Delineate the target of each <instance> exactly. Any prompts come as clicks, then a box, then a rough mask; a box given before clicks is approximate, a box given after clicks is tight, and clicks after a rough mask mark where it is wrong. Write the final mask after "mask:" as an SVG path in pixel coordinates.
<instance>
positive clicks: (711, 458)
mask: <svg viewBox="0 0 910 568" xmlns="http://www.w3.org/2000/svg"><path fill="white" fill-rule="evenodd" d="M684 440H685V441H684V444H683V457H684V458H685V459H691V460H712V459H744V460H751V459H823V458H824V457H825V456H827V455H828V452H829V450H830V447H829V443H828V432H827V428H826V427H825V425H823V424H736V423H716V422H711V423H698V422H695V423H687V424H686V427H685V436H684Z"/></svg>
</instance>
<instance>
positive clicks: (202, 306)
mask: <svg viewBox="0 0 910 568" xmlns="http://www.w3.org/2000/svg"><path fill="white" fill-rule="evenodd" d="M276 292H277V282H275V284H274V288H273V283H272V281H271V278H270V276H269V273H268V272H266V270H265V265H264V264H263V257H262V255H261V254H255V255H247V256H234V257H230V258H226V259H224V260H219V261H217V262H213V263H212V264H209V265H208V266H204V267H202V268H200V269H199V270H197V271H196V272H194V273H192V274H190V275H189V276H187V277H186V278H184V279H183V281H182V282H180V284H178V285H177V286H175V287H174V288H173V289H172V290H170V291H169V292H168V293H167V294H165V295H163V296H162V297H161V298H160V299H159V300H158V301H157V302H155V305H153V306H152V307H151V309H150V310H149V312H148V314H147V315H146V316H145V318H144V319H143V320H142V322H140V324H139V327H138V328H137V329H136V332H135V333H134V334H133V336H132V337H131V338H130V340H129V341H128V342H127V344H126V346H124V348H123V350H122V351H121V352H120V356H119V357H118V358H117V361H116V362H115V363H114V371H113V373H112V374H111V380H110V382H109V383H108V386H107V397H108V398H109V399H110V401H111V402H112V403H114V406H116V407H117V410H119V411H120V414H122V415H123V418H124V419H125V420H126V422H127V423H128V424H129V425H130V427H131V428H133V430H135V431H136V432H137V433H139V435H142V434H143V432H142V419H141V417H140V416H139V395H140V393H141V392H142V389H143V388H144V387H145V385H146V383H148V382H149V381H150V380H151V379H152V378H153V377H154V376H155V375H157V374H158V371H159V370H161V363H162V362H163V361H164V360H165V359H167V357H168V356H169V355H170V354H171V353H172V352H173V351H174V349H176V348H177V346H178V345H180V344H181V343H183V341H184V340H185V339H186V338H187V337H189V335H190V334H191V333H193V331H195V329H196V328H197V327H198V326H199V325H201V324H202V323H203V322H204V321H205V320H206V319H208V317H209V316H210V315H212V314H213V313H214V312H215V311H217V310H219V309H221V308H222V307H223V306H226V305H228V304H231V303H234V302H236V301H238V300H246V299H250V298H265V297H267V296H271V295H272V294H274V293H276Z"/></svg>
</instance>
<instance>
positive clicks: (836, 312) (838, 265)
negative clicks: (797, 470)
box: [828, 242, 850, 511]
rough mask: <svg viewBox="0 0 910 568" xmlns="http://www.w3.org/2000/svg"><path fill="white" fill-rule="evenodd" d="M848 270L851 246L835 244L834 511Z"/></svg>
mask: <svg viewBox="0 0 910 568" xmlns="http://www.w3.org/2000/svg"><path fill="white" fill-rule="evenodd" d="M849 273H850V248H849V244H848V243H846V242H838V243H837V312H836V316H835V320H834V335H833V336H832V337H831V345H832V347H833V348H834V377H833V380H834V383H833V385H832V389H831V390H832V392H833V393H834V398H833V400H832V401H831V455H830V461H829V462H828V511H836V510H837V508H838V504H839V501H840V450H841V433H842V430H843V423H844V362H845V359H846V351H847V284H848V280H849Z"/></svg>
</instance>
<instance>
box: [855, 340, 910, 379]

+ + +

Try it
Could you write out all the data exactly as it is given?

Exercise answer
Delineate the target of each <instance> exactly. Any prompts come as clicks, then a box, then a rough mask; a box given before clicks is approximate, a box given after clicks is tight, and clicks after a rough mask mark where it is wrong. Write the final mask after "mask:" as an SVG path in pixel coordinates.
<instance>
positive clicks: (711, 458)
mask: <svg viewBox="0 0 910 568" xmlns="http://www.w3.org/2000/svg"><path fill="white" fill-rule="evenodd" d="M684 440H685V441H684V444H683V457H684V458H685V459H691V460H712V459H744V460H751V459H823V458H824V457H825V456H827V455H828V452H829V450H830V447H829V443H828V432H827V428H826V427H825V425H823V424H736V423H716V422H711V423H698V422H695V423H687V424H686V427H685V436H684Z"/></svg>
</instance>
<instance>
positive clicks: (202, 306)
mask: <svg viewBox="0 0 910 568" xmlns="http://www.w3.org/2000/svg"><path fill="white" fill-rule="evenodd" d="M276 292H277V282H275V284H274V288H273V283H272V281H271V278H270V276H269V273H268V272H266V270H265V265H264V264H263V257H262V255H261V254H255V255H247V256H234V257H230V258H226V259H224V260H219V261H217V262H213V263H212V264H209V265H208V266H204V267H202V268H200V269H199V270H197V271H196V272H194V273H192V274H190V275H189V276H187V277H186V278H184V279H183V281H182V282H180V284H178V285H177V286H175V287H174V288H173V289H172V290H170V291H169V292H168V293H167V294H165V295H163V296H162V297H161V298H160V299H159V300H158V301H157V302H155V305H153V306H152V307H151V309H150V310H149V312H148V314H147V315H146V316H145V318H144V319H143V320H142V322H140V324H139V327H138V328H137V329H136V332H135V333H134V334H133V336H132V337H131V338H130V340H129V341H128V342H127V344H126V346H124V348H123V350H122V351H121V352H120V356H119V357H118V358H117V361H116V362H115V363H114V371H113V373H112V374H111V380H110V382H109V383H108V386H107V397H108V398H109V399H110V401H111V402H112V403H114V406H116V407H117V410H119V411H120V414H122V415H123V418H124V419H125V420H126V422H127V423H128V424H129V425H130V427H131V428H133V430H135V431H136V432H137V433H139V435H142V434H143V432H142V419H141V417H140V416H139V395H140V393H141V392H142V389H143V388H144V387H145V385H146V383H148V382H149V381H150V380H151V379H152V378H153V377H154V376H155V375H157V374H158V371H159V370H161V363H162V362H163V361H164V360H165V359H167V357H168V356H169V355H170V354H171V353H172V352H173V351H174V349H176V348H177V346H178V345H180V344H181V343H183V341H184V340H185V339H186V338H187V337H189V335H190V334H191V333H193V331H195V329H196V328H197V327H198V326H199V325H201V324H202V323H203V322H204V321H205V320H206V319H208V317H209V316H210V315H212V314H213V313H214V312H215V311H217V310H219V309H221V308H222V307H223V306H226V305H228V304H231V303H234V302H236V301H238V300H246V299H250V298H265V297H267V296H271V295H272V294H274V293H276Z"/></svg>
</instance>
<instance>
positive clicks: (836, 312) (838, 265)
negative clicks: (797, 470)
box: [828, 242, 850, 511]
rough mask: <svg viewBox="0 0 910 568" xmlns="http://www.w3.org/2000/svg"><path fill="white" fill-rule="evenodd" d="M848 270L851 246L835 244L834 511Z"/></svg>
mask: <svg viewBox="0 0 910 568" xmlns="http://www.w3.org/2000/svg"><path fill="white" fill-rule="evenodd" d="M849 273H850V248H849V244H848V243H846V242H838V243H837V312H836V316H835V320H834V335H833V336H832V337H831V345H832V347H833V348H834V377H833V380H834V383H833V385H832V389H831V390H832V392H833V393H834V398H833V400H832V401H831V455H830V461H829V462H828V511H836V510H837V508H838V504H839V501H840V450H841V433H842V430H843V423H844V362H845V359H846V351H847V284H848V280H849Z"/></svg>
</instance>
<instance>
box: [855, 340, 910, 379]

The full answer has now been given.